YOUR TASK:
Reproduce each of the following entries verbatim, line for line, with no changes.

═════ EXERCISE INPUT ═════

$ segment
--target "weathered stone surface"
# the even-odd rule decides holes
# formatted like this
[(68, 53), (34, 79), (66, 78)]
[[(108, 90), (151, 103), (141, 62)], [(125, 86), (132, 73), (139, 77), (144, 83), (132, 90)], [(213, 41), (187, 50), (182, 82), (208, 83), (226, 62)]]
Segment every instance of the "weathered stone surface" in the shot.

═════

RESPONSE FOR THIS EXERCISE:
$ segment
--target "weathered stone surface"
# the even-odd rule decides holes
# formatted like this
[(68, 53), (34, 79), (66, 78)]
[[(108, 90), (151, 103), (141, 62)], [(125, 86), (132, 73), (139, 77), (144, 83), (132, 90)], [(213, 41), (187, 50), (182, 82), (208, 83), (226, 62)]]
Segment every instance of the "weathered stone surface" in the shot.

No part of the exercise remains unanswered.